# EXTRACTED ENTRIES start

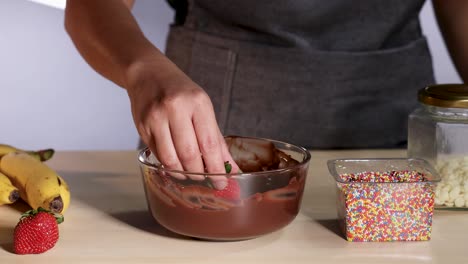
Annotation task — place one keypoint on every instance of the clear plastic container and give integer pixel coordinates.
(382, 200)
(438, 132)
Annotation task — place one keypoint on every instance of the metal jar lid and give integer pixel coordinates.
(445, 95)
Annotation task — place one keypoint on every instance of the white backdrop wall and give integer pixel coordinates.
(51, 98)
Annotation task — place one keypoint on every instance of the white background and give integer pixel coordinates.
(51, 98)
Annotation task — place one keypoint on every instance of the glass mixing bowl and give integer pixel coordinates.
(253, 204)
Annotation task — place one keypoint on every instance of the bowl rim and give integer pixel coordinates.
(307, 158)
(331, 164)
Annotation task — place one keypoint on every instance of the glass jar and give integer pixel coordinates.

# EXTRACTED ENTRIES end

◆ TASK STATEMENT: Swap every "keypoint" in the records above for "marker" and change nothing else. Leave the pictures out.

◆ COMPLETE ANSWER:
Annotation task — place one marker on every instance of the clear plastic container and give integer pixel coordinates.
(382, 200)
(438, 132)
Annotation task — place one marker on every instance of the metal jar lid and give integer pixel coordinates.
(445, 95)
Annotation task — place one marker on every instance of the white backdrop wall and give integer pixel coordinates.
(51, 98)
Annotation task — place one marker on every instance of the white background and give integer pixel coordinates.
(51, 98)
Annotation task — place one marker on every instance of the glass mixing bowl and give integer pixel coordinates.
(253, 204)
Annotation task — place one marker on every instance of the bowl rim and give integer pixel coordinates.
(307, 158)
(331, 164)
Annotation task — place one marker on every instance of the glass jar and give integer pixel coordinates.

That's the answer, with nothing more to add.